_EXERCISE OBJECTIVE_
Print every entry again, precisely as written.

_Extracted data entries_
"""

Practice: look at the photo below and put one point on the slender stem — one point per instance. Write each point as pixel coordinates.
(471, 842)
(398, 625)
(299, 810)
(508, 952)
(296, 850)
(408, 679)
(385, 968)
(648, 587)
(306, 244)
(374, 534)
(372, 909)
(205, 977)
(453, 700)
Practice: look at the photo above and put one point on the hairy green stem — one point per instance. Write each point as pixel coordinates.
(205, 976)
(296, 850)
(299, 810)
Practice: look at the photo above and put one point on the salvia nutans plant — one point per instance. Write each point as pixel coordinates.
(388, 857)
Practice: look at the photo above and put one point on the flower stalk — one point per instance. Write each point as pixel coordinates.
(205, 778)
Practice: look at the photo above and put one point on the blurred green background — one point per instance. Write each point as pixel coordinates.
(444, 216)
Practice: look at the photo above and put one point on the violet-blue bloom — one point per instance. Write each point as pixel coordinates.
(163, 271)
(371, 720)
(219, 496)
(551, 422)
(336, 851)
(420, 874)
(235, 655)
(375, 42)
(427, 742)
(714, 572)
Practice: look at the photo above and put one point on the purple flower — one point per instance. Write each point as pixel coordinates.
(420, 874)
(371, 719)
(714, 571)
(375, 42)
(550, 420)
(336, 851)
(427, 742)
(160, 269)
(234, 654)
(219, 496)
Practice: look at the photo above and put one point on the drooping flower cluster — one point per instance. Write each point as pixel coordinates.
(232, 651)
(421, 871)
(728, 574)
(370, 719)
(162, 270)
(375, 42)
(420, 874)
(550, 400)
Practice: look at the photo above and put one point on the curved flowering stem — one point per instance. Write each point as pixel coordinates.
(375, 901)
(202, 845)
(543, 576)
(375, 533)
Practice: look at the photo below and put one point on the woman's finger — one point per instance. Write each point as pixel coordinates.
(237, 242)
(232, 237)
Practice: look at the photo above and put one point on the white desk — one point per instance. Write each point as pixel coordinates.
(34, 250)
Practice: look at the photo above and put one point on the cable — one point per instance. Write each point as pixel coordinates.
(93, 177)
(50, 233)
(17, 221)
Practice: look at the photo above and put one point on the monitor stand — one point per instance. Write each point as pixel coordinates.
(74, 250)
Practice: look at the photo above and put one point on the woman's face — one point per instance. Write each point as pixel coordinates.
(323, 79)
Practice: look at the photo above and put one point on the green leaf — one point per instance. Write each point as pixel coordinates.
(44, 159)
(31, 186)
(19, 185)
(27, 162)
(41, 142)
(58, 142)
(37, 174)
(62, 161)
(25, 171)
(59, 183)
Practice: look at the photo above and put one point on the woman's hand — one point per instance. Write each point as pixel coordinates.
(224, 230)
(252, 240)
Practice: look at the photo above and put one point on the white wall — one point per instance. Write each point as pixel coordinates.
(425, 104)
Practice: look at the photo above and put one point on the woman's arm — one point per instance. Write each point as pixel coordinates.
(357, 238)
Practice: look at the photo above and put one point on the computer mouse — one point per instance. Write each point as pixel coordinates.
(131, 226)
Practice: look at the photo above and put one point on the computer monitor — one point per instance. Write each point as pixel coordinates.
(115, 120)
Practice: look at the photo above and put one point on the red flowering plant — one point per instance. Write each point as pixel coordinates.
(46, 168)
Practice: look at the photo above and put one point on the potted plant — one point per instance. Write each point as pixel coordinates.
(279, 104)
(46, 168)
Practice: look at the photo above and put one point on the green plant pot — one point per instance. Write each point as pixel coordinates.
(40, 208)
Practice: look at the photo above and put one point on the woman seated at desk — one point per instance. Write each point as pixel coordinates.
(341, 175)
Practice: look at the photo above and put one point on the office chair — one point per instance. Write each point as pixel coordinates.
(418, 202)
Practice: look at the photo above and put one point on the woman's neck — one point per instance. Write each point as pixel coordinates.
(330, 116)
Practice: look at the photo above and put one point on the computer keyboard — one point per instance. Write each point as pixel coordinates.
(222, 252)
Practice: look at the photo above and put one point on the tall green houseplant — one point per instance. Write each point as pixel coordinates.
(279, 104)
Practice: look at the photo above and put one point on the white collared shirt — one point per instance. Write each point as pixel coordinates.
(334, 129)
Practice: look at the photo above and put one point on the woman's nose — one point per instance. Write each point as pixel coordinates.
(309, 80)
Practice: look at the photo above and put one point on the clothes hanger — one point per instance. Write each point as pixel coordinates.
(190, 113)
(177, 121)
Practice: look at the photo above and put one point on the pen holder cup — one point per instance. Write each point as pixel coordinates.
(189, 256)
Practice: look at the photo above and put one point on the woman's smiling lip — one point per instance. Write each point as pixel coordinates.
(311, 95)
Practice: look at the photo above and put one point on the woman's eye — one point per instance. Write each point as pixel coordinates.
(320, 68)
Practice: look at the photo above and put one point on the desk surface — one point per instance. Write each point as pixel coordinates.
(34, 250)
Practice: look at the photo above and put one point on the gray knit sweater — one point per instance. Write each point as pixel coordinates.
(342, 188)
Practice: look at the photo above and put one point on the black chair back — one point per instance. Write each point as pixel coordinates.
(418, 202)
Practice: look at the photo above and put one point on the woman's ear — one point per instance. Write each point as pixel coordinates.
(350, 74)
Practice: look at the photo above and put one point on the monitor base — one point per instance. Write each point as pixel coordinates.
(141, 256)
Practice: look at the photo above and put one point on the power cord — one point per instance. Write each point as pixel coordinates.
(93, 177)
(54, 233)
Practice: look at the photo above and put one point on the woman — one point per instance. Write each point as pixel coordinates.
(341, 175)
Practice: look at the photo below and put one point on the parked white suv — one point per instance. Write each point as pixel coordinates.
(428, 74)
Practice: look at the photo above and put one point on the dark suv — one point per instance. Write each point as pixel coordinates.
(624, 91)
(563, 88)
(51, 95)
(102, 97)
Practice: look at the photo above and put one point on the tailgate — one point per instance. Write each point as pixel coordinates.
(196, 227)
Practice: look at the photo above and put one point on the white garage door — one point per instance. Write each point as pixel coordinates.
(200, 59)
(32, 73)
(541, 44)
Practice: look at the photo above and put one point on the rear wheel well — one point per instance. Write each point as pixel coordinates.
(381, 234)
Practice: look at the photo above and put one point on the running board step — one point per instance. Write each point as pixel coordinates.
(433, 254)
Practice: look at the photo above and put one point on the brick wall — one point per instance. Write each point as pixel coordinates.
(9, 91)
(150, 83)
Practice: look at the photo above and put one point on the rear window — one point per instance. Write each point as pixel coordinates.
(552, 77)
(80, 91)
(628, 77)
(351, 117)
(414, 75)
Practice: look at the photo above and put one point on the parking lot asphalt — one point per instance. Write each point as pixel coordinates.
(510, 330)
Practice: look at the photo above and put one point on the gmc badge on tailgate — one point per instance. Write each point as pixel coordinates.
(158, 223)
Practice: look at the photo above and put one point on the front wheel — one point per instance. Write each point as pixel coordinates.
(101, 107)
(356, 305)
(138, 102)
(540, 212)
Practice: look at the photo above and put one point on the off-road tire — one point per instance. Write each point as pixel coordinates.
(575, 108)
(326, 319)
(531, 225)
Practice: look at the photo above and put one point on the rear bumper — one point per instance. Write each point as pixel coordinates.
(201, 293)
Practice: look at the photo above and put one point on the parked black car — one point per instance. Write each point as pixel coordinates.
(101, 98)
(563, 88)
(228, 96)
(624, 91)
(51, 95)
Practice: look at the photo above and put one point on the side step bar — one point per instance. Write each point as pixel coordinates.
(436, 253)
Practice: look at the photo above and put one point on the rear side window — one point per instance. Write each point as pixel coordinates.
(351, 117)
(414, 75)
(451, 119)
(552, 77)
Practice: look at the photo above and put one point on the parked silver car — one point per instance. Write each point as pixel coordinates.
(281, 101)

"""

_ANSWER BOX_
Practice: look at the photo below and put one point on the slender stem — one point per instance. Write each point as pixel coordinates.
(471, 842)
(398, 625)
(299, 810)
(508, 952)
(296, 850)
(408, 679)
(385, 968)
(648, 587)
(306, 244)
(374, 534)
(372, 909)
(205, 977)
(453, 700)
Practice: look at the photo above and put one point on the hairy green stem — one point per instance. Write each point as pixel coordinates.
(205, 976)
(296, 850)
(299, 810)
Practice: look at the photo above and put one point on the salvia nutans plant — one point per instance. Write each point as pixel coordinates.
(388, 857)
Practice: look at the photo above and put one point on the flower stalk — one point per instance. Write each point as pixel coordinates.
(205, 778)
Practice: look at the photo above and put one point on the blurred green background — one point per instance. Write each point as pixel coordinates.
(444, 216)
Practice: look at the photo above and put one point on the violet-blue bloom — one point per instance. Write each point as pixel coordinates.
(163, 271)
(371, 720)
(219, 496)
(551, 422)
(336, 851)
(420, 874)
(235, 655)
(375, 42)
(427, 742)
(714, 572)
Practice: look at the photo above and put one point on the purple flower — one point per instance. Write each point as pixel coordinates.
(420, 874)
(371, 719)
(714, 571)
(375, 42)
(550, 420)
(336, 851)
(427, 742)
(160, 269)
(234, 654)
(219, 496)
Practice: look at the photo above and put one point on the drooping flower cluster — one point per instance. Write each point as pixel coordinates.
(232, 651)
(421, 871)
(728, 574)
(370, 719)
(162, 270)
(375, 42)
(420, 874)
(550, 400)
Practice: look at the photo above and put one point on the curved flowering stem — one point per instance. Write each point as pixel coordinates.
(375, 901)
(202, 845)
(543, 576)
(375, 533)
Practice: look at the photo below and put one point on the woman's finger — one point per instance. Write each point as pixel coordinates.
(237, 242)
(232, 237)
Practice: look at the photo above and put one point on the white desk — one point per instance. Write each point as pixel coordinates.
(34, 250)
Practice: look at the photo above and put one point on the cable — one point per instance. Write each point as pixel coordinates.
(93, 177)
(50, 233)
(17, 221)
Practice: look at the photo above and put one point on the monitor stand — one point per instance. Write each point as pixel coordinates.
(74, 250)
Practice: look at the photo above and put one point on the woman's face — one point per instance. Write each point as pixel coordinates.
(323, 79)
Practice: look at the photo above and put one point on the green leaf — one point per instance. Write each point as pixel coordinates.
(44, 159)
(31, 186)
(19, 185)
(27, 162)
(41, 142)
(58, 142)
(37, 174)
(62, 161)
(25, 171)
(59, 183)
Practice: look at the photo above and put one point on the woman's hand — one point per instance. Write each point as pixel coordinates.
(224, 230)
(252, 240)
Practice: look at the photo above and put one point on the white wall — one point per instance. Write each point as pixel coordinates.
(425, 104)
Practice: look at the photo above and put one point on the woman's arm — one point per instance. Write each point as pixel coordinates.
(357, 238)
Practice: look at the photo above and put one point on the computer mouse — one point per instance. Write each point as pixel coordinates.
(131, 226)
Practice: look at the photo above and put one point on the computer monitor — one point per instance. Write each point as pixel coordinates.
(115, 120)
Practice: look at the photo above and put one point on the red flowering plant — one point per instance. Write each point as pixel coordinates.
(46, 168)
Practice: look at the photo above and put one point on the potted plant — one point per instance. Write each point as pixel coordinates.
(279, 104)
(46, 168)
Practice: look at the photo above and put one point on the green plant pot — one point per instance. Write each point as pixel coordinates.
(40, 208)
Practice: look at the photo above and put one point on the woman seated at desk — one point per instance. Write each point as pixel coordinates.
(341, 175)
Practice: look at the photo above and put one point on the office chair — one point per instance. Write each point as pixel coordinates.
(418, 202)
Practice: look at the photo above and put one point on the woman's neck — one point per instance. Write each point as pixel coordinates.
(330, 116)
Practice: look at the photo above and put one point on the computer keyboard — one point per instance. Write each point as pixel coordinates.
(222, 252)
Practice: look at the photo above and put one point on the tall green houseplant — one point per instance. Write each point as pixel coordinates.
(279, 104)
Practice: look at the photo above and put one point on the white collared shirt — one point per instance. Write each point as pixel coordinates.
(334, 129)
Practice: look at the photo above and put one point on the woman's nose — one point per instance. Write each point as pixel coordinates.
(309, 80)
Practice: look at the photo above and put one point on the clothes hanger — one point per instance. Write each point as pixel coordinates.
(190, 113)
(177, 121)
Practice: look at the photo above and put one point on the pen holder cup — one point per instance. Write each point as pixel coordinates.
(189, 256)
Practice: look at the photo above and put one point on the woman's smiling lip — one point per instance. Write each point as pixel coordinates.
(311, 95)
Practice: look at the photo above and put one point on the woman's eye — one point per instance. Write each point as pixel coordinates.
(320, 68)
Practice: look at the photo above and put one point on the desk surface — one point per instance. Write each point as pixel coordinates.
(34, 250)
Practice: look at the photo above and put one point on the gray knit sweater — one point per instance. Write each point as pixel coordinates.
(342, 188)
Practice: look at the photo above and put one point on the black chair back — one point per instance. Write each point as pixel coordinates.
(418, 202)
Practice: look at the photo above and put one point on the woman's ear — one point per instance. Write each point as pixel coordinates.
(350, 74)
Practice: look at the photo above and put one point on the monitor base — one point per instance. Write each point as pixel coordinates.
(141, 256)
Practice: look at the photo above and put one point on the power cord — one point per instance. Write each point as pixel coordinates.
(93, 177)
(54, 233)
Practice: look at the photo above and put one point on the woman — one point per instance. Write each point as pixel coordinates.
(341, 175)
Practice: look at the photo below and put one point on the parked white suv — one point per instance. Write each point as pixel coordinates.
(428, 74)
Practice: look at the photo above and put one point on the dark suv — one point per instance. Write each point as pixel coordinates.
(624, 91)
(563, 88)
(51, 95)
(102, 97)
Practice: look at the photo above and put one point on the tailgate — one point per instance. Write each point as pixel coordinates.
(196, 227)
Practice: look at the photo above and put one point on the white garage door — one point per instance. Write each point as pixel coordinates.
(200, 59)
(32, 73)
(541, 44)
Practice: look at the photo above and put one point on the rear wheel well — one point per instance. Write each point as pixel coordinates.
(381, 234)
Practice: look at the photo above and put one point on the running board step — one point per instance. Write each point as pixel coordinates.
(433, 254)
Practice: look at the photo above and put one point on the brick wall — one point per instance. Write each point as pixel coordinates.
(9, 91)
(150, 83)
Practice: look at the photo above and put one point on the rear window — one point per instance. Write each point as pixel coordinates.
(552, 77)
(80, 91)
(628, 77)
(351, 117)
(414, 75)
Practice: look at the photo above and put one point on the parking lot asphalt — one point per instance. Write each point as pixel coordinates.
(510, 330)
Practice: look at the photo above and put one point on the gmc badge on tailgate — one point per instance. Write each point as pixel coordinates.
(158, 223)
Practice: look at the photo above and put one point on the front wheel — one point per instance. Write each point as pixel coordinates.
(101, 107)
(356, 305)
(138, 102)
(540, 212)
Practice: look at the photo above and put one point on the off-road tire — one point per instance. Write each point as pixel coordinates.
(575, 108)
(326, 319)
(531, 225)
Practice: look at the photo above and put one point on the rear bumper — one point per instance. Write each point as pixel coordinates.
(201, 293)
Practice: look at the photo above and put one point on the parked black car — one point per instance. Write each point as pixel coordinates.
(101, 98)
(563, 88)
(228, 96)
(624, 91)
(51, 95)
Practice: look at the photo above and put one point on the side step bar — one point per instance. Write each point as pixel coordinates.
(436, 253)
Practice: look at the photo above and put one point on the rear side window — one point per instance. Write each point as pixel coordinates.
(351, 117)
(414, 75)
(451, 119)
(552, 77)
Practice: look at the photo above and put one point on the parked silver car — one point per instance. Write each point as pixel coordinates.
(281, 101)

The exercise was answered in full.